■ Document text:
Eleanor let out a disgusted sigh and stormed off. “Don’t worry about it,” said a guy named David who, with straight dark hair parted in the middle, looked a little like Alfalfa in the Little Rascals.
“Tell you what,” David said. “I’ll take you to the wilderness this weekend.”
“We’ll get on the Alaska Railroad toward Fairbanks. Halfway there, we’ll pull the cord and stop the train. On weekends, they’ll stop anyplace you ask them and let you off. On Sunday, you walk back out to the tracks and flag them down; they’ll stop.”
This seemed remarkable. They must not have lawyers in Alaska, I thought. But I said, “I’m in.”
“Got a gun?”
I did, in fact. I’d brought up from New York a rifle I’d owned for years and kept in my parents’ weekend house in western Massachusetts. It wasn’t the right gun for defending oneself against bears, which called for something short, light, and quick-firing. This was a First World War Eddystone Enfield that was excellent at two to three hundred yards, but its bolt action made it slow, it was about as long as a boat oar, and only slightly less heavy than a grand piano.
Thus equipped, I met Dave at the Anchorage train station early Saturday morning and we boarded a blue and yellow 1950s vintage train car. “We’re not supposed to take guns,” said the old, pasty-faced conductor as the train chugged out of the station, “but let me see that one.” He expertly worked the bolt to make sure it wasn’t loaded and aimed it out the window. “That’s a beauty,” he said admiringly.
“Will it kill a bear?”
“It’ll kill it, field dress it, and cook it medium rare all with the same shot. Don’t worry. This thing’ll stop a Buick Roadmaster.” He seemed to intend that last remark as comforting, though it hadn’t occurred to me to worry about encountering a Buick Roadmaster in the middle of the Alaska wilderness.
Anchorage disappeared quickly from the windows, supplanted by thick lodgepole forest. About an hour into our trip, Dave reached up and pulled the stop cord. The entire train and everybody on it wheezed to a slow stop so Dave and I could step down — the only ones to do so. “See you here at around 5:45 Sunday afternoon,” said the conductor as he regretfully handed down my rifle and the train began sliding northeast. “If you need us before then, well, I don’t know.” The train rounded a bend and was gone.

■ To do:
Continue the story about the Alaska Railroad trip into the wilderness, starting after its last sentence. The listing after this story isn't needed.

■ Dataset entries:
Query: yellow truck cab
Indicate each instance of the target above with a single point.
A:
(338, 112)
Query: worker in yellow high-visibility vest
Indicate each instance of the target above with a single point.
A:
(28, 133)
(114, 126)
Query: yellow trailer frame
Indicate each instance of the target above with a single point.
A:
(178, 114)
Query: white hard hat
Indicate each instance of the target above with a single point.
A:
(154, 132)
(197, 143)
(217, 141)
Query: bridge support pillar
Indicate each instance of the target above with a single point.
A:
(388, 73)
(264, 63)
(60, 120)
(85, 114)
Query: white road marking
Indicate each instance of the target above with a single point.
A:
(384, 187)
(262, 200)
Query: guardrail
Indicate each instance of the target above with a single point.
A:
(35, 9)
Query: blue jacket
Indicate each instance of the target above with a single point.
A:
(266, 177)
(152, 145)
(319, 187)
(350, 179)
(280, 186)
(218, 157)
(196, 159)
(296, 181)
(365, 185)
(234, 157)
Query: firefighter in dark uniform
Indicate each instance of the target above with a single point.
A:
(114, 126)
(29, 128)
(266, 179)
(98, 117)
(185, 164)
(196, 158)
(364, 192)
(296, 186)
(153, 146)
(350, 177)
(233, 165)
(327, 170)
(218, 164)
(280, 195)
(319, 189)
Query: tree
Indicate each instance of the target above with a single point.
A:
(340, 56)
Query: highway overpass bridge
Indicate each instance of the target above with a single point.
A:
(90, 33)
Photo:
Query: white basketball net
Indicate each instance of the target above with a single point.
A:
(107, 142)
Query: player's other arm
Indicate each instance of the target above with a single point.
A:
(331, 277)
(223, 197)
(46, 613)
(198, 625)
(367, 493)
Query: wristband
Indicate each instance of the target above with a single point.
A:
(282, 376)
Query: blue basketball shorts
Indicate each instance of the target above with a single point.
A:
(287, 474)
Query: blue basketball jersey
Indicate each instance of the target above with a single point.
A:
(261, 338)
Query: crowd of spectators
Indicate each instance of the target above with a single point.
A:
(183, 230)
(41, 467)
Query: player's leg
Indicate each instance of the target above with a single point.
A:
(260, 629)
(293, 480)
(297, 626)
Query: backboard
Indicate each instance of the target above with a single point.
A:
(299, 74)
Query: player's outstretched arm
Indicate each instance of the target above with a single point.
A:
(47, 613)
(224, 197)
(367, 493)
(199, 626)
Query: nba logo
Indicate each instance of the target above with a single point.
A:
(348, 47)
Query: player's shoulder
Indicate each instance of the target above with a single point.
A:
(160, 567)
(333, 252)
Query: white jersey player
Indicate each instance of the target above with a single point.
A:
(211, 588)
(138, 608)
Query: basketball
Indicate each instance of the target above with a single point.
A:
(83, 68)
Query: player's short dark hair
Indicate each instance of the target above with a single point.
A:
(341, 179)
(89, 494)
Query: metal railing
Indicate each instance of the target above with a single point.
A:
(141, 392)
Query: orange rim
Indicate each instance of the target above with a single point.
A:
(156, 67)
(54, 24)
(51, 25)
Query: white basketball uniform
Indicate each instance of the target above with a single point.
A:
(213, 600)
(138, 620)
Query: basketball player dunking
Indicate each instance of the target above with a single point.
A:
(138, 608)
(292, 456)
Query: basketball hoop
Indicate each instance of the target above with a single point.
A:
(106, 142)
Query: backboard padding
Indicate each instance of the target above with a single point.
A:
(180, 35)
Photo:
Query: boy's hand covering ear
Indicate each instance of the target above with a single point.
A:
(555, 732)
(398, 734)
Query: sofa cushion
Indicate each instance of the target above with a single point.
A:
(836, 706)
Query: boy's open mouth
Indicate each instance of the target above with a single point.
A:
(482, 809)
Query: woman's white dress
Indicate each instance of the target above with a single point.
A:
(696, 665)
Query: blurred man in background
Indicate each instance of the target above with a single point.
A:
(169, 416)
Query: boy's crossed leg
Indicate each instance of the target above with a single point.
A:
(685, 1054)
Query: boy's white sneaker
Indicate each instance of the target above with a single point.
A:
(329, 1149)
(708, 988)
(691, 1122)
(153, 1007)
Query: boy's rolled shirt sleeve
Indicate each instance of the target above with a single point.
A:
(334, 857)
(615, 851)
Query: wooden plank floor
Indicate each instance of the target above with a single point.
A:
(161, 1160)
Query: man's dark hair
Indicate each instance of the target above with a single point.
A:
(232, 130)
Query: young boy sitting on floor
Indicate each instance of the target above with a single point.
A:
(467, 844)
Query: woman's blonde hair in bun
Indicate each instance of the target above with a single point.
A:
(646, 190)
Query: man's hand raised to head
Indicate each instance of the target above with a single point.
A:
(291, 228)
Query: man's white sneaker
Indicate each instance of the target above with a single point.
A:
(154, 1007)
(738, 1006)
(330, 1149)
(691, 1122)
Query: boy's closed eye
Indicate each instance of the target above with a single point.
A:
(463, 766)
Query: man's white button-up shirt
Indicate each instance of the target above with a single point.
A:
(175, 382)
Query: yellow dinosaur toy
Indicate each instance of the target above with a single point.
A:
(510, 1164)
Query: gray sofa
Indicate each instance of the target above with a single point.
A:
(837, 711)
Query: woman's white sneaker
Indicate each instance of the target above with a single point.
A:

■ Answer section:
I’d never felt solitude like that which descended upon me and Dave as the train receded from earshot. Left in the Alaska wilderness at least ten miles from the nearest road, out of cell-tower range by ten miles and fifteen years, we were about as cut off from civilization as it was possible to be in 1981. The stillness was absolute. I could hear myself digesting breakfast.
Suddenly, a sharp scrabbling noise, and a black bear burst from some underbrush and took off. He’d no doubt been waiting for someone to throw a half-eaten Boar’s Head Bologna sandwich from the train window and wasn’t counting on a couple of bipeds climbing off it. “All right!” said Dave approvingly. “You’re in Alaska what, two days? And you’ve already seen your first bear.”
“Not a grizzly, though,” I said shakily.
“Worse. Grizzlies are bigger, but they’re predictable. Up here people consider black bears more erratic, and more people are killed and injured by them than by grizzlies.” I dug from my jeans pocket ten rounds of soft-nose .30-’06 and fully loaded the rifle’s magazine.
We found a flat, soft place to make camp. Amid the twittering of the chickadees, juncos, and crossbills and not a single other sound, Dave pitched a tent and lit a tiny stove to boil water. I jerked my sleeping bag from my backpack, and out of it flew the clock radio I’d buried in it for protection on the flight.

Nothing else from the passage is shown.